[Dataset entries]
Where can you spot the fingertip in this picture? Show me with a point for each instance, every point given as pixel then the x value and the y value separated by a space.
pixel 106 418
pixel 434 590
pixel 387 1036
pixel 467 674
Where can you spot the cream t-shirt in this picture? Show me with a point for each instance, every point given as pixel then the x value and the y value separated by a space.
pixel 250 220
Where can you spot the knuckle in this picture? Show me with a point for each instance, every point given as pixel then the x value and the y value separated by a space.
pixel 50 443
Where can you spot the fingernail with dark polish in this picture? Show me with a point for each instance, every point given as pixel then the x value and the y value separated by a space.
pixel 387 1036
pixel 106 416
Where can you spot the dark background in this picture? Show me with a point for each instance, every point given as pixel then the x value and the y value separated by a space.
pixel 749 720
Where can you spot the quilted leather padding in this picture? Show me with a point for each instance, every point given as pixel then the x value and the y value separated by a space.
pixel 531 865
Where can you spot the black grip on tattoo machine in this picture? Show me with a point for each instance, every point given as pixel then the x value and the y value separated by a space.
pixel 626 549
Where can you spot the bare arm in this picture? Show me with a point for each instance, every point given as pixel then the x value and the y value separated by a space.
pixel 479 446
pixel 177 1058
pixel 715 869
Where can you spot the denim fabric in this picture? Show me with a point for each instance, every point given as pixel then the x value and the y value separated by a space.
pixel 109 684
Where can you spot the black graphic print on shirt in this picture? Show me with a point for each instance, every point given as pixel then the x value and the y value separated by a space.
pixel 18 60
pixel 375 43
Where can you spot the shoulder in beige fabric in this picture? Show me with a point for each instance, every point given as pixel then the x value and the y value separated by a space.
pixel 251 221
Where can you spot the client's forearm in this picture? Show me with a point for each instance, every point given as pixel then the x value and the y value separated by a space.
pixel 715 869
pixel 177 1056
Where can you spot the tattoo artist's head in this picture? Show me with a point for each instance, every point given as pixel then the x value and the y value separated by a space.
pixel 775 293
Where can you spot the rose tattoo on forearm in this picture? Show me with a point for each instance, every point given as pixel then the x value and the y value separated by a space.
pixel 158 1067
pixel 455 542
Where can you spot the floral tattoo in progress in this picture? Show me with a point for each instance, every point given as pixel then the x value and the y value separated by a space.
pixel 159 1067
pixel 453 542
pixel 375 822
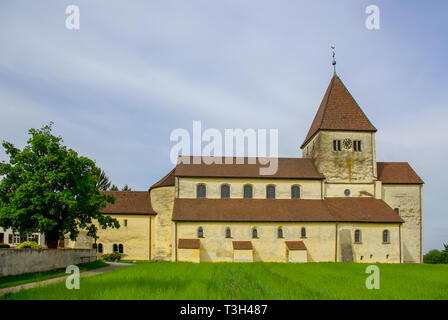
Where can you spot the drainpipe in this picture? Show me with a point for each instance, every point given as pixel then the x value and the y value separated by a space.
pixel 174 241
pixel 399 235
pixel 336 245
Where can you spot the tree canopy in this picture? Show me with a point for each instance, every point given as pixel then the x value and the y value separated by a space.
pixel 48 188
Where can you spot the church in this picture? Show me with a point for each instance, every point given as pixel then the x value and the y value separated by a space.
pixel 334 204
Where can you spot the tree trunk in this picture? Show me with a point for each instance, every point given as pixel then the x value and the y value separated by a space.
pixel 52 239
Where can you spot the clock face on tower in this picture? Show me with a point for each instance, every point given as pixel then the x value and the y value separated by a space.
pixel 347 143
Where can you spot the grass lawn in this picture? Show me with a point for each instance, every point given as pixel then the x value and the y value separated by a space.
pixel 165 280
pixel 11 281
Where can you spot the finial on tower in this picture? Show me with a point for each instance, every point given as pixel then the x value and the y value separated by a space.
pixel 334 60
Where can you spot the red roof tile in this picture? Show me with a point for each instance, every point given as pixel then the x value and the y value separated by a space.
pixel 338 111
pixel 397 172
pixel 295 245
pixel 129 202
pixel 288 168
pixel 189 244
pixel 285 210
pixel 166 181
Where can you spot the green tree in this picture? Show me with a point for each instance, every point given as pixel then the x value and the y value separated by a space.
pixel 102 182
pixel 48 188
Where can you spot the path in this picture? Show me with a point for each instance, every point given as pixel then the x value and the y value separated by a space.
pixel 111 266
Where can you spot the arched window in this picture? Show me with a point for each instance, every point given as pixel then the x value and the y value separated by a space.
pixel 303 233
pixel 295 192
pixel 201 191
pixel 270 192
pixel 357 236
pixel 225 191
pixel 386 236
pixel 254 233
pixel 280 233
pixel 248 192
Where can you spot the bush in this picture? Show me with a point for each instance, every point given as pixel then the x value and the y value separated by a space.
pixel 29 245
pixel 115 256
pixel 434 257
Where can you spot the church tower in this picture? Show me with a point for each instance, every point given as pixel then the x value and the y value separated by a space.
pixel 341 139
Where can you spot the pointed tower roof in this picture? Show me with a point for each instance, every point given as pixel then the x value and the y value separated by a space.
pixel 338 111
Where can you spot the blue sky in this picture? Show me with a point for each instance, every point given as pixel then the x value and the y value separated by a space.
pixel 137 70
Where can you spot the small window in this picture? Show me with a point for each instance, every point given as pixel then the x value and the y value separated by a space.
pixel 201 191
pixel 248 192
pixel 279 233
pixel 357 146
pixel 225 191
pixel 357 236
pixel 337 145
pixel 386 236
pixel 270 192
pixel 295 192
pixel 254 233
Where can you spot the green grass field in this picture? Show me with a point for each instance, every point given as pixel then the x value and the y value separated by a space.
pixel 11 281
pixel 165 280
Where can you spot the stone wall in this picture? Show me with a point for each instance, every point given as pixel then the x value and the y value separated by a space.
pixel 18 261
pixel 309 189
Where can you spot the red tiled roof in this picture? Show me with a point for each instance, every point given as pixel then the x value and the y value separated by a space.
pixel 166 181
pixel 397 172
pixel 285 210
pixel 242 245
pixel 129 202
pixel 288 168
pixel 338 111
pixel 189 244
pixel 295 245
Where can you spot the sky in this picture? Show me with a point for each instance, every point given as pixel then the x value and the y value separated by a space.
pixel 137 70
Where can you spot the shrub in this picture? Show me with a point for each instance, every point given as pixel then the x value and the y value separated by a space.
pixel 29 245
pixel 115 256
pixel 433 257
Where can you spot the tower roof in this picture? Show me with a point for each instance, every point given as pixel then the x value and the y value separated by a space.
pixel 338 111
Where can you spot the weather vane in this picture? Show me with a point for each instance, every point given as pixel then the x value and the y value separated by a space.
pixel 334 60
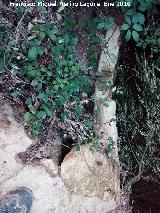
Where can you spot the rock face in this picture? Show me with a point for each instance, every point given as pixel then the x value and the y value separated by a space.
pixel 105 116
pixel 91 174
pixel 87 183
pixel 79 188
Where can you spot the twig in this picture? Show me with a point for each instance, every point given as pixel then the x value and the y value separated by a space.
pixel 18 25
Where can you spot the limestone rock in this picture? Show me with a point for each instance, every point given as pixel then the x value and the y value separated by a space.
pixel 90 174
pixel 53 194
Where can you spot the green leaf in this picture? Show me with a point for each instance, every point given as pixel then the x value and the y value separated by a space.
pixel 111 19
pixel 101 26
pixel 141 18
pixel 138 27
pixel 42 35
pixel 135 36
pixel 41 114
pixel 33 53
pixel 28 117
pixel 2 65
pixel 125 26
pixel 128 20
pixel 128 35
pixel 130 12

Task goal:
The complete set of records should be written out again, pictures excluded.

Completed task:
Where can you spot the fingertip in this picture? Show me with a point for each instance, every point given as pixel then the x value and the y value separated by a space.
pixel 106 418
pixel 434 590
pixel 387 1036
pixel 467 674
Where can you spot the cream t-shirt in this picture? Show me with a point for each instance, every point given as pixel then the x value and the y value separated by a space.
pixel 250 220
Where can you spot the knuckle in this picture? Show me with a point for each instance, every point given as pixel then the x value and the y value separated by a space.
pixel 50 443
Where can you spot the fingernail with dark polish in this picture? Show me with a point for each instance, every point given as pixel then the x value and the y value separated by a space.
pixel 387 1036
pixel 106 416
Where can you spot the dark background in this picture? Show me with a point for each instance, every point given as pixel then the x value and the y value separated by a space.
pixel 749 720
Where can you spot the quilted leather padding in this picture? Show me with a point for each instance, every point given as pixel then the x value and the y value separated by a space.
pixel 531 865
Where can you spot the black grip on tattoo machine in this picture? Show me with a point for each instance, every point given as pixel then the x value and the y value separated by a space.
pixel 626 549
Where can you spot the bare arm in this picture? Show me with a point for each instance, every point given as pixel then the x value and the y value separated by a space.
pixel 479 446
pixel 177 1058
pixel 715 869
Where can you spot the denim fabric in this picture? Show me with a point for each instance, every point given as pixel then the x value and the y value separated by a space.
pixel 109 684
Where can you spot the black graphic print on shirt in this picture? Show me with a point for each instance, every point given as pixel then the x value and the y value separated by a space.
pixel 18 60
pixel 375 43
Where can you spot the shoulder in beige fabric in this picture? Show me with a point for each instance, every point given as pixel then the x value and the y value separated by a space.
pixel 251 221
Where can you spot the client's forearm in this picture? Show me with a point for each instance, every point given as pixel then the x value and the y value separated by a space.
pixel 715 869
pixel 177 1056
Where can you spot the tattoo artist's head in this picture? Show me with a point for each instance, every point given as pixel then the x value and the y value separated by a space.
pixel 775 293
Where can you spot the rose tattoo on forearm in this picture? Show me with a point for each instance, every point given as pixel then the x value and the y value separated by a space.
pixel 158 1067
pixel 455 542
Where can you spot the floral tattoo in progress in this picture? Show me with a point for each instance, every point given as pixel then the x value and the y value separated by a space.
pixel 159 1067
pixel 453 542
pixel 375 822
Where can you spot the drainpipe in this picture? Show me with a point for each instance, every point given as pixel then the x value and the y value separated by a space.
pixel 174 241
pixel 399 235
pixel 336 245
Where can you spot the tree canopy in this picture? Show me with a point for each instance, every point given as pixel then the x value and the y value separated by a space.
pixel 48 188
Where can you spot the church in this picture? Show me with a point for each instance, every point given as pixel then the x value and the y value separated by a space.
pixel 334 204
Where can you spot the tree trunk in this picture? Show me with a point for each instance, every point given as pixel then the x value and the y value separated by a space.
pixel 52 239
Where can you spot the clock face on tower in this picture? Show me with a point for each instance, every point given as pixel then the x value and the y value separated by a space.
pixel 347 143
Where can you spot the grass lawn in this picture? Show me with a point for each instance, every point given as pixel then the x value and the y value separated by a space.
pixel 165 280
pixel 11 281
Where can you spot the finial on tower in this picture? Show me with a point for each instance, every point given as pixel then the x value and the y value separated by a space.
pixel 334 60
Where can you spot the red roof tile in this picture? Show me with a point for each instance, every point given as pixel then the x value and the y value separated by a space.
pixel 338 111
pixel 397 172
pixel 295 245
pixel 129 202
pixel 288 168
pixel 189 244
pixel 285 210
pixel 166 181
Where can you spot the green tree in this picture? Show me with a point for each instance, every point given as pixel then the x value and the y value separated by a space.
pixel 102 182
pixel 48 188
Where can you spot the path in this picture? Show me with a point for each instance, every point given as pixel then the x value and the y value separated by a space.
pixel 111 266
Where can you spot the arched window in this picture? Show me with a point for each instance, every point given as pixel then the x value and the y value separated by a space.
pixel 303 233
pixel 295 192
pixel 201 191
pixel 270 192
pixel 357 236
pixel 225 191
pixel 386 236
pixel 254 233
pixel 280 233
pixel 248 192
Where can you spot the bush in this picture? Show me with a point for each instance, every point given as pixel then the x value and the y value separated by a space.
pixel 29 245
pixel 115 256
pixel 434 257
Where can you spot the church tower in this picture? Show me with a point for each instance, every point given as pixel then the x value and the y value separated by a space.
pixel 341 139
Where can you spot the pointed tower roof in this picture? Show me with a point for each instance, every point given as pixel then the x value and the y value separated by a space.
pixel 338 111
Where can you spot the blue sky in this picture? Show me with a point for each instance, every point given as pixel then the x value and the y value separated by a space.
pixel 137 70
Where can you spot the small window in this picture? Show me with a point for each instance, every point given as pixel then the x value and the y value separated by a space.
pixel 201 191
pixel 248 192
pixel 279 233
pixel 357 146
pixel 225 191
pixel 357 236
pixel 337 145
pixel 386 236
pixel 270 192
pixel 295 192
pixel 254 233
Where can you spot the green grass field in this picture? Show me with a point for each instance, every point given as pixel then the x value and the y value separated by a space.
pixel 11 281
pixel 165 280
Where can you spot the stone wall in this picture? Show me with a point for each instance, every point given as pixel then the x value and the y value separated by a space.
pixel 18 261
pixel 309 189
Where can you spot the red tiled roof in this picture? Show me with a point for each instance, every point given as pixel then the x value and the y value separated by a space.
pixel 166 181
pixel 397 172
pixel 285 210
pixel 242 245
pixel 129 202
pixel 288 168
pixel 338 111
pixel 189 244
pixel 295 245
Where can you spot the sky in this picture? Show me with a point for each instance, every point given as pixel then the x value and the y value separated by a space.
pixel 137 70
Where can you spot the shrub in this picture? Show me with a point for each instance, every point given as pixel then the x value and the y value separated by a space.
pixel 29 245
pixel 115 256
pixel 433 257
Where can you spot the tower roof in this picture? Show me with a point for each instance, every point given as pixel then the x value and the y value separated by a space.
pixel 338 111
Where can you spot the weather vane in this picture? Show me with a point for each instance, every point given as pixel then the x value and the y value separated by a space.
pixel 334 60
Where can you spot the rock face in this picture? Show me with a point for each instance, every point given as pixel then the x value and the y value separated by a space.
pixel 105 116
pixel 91 174
pixel 87 183
pixel 79 188
Where can you spot the twig in this picture? Show me with a point for each instance, every point given as pixel then the x value and the y value separated by a space.
pixel 18 25
Where can you spot the limestone rock in this picture? Show me with a point for each instance, every point given as pixel then the x value and the y value separated by a space.
pixel 90 174
pixel 53 194
Where can you spot the green leaf in this picture? Show me with a point for each instance, every point given as pixel then the x value and the y value separated by a space.
pixel 111 19
pixel 101 26
pixel 141 18
pixel 138 27
pixel 42 35
pixel 135 36
pixel 41 114
pixel 33 53
pixel 28 117
pixel 2 65
pixel 125 26
pixel 128 20
pixel 128 35
pixel 130 12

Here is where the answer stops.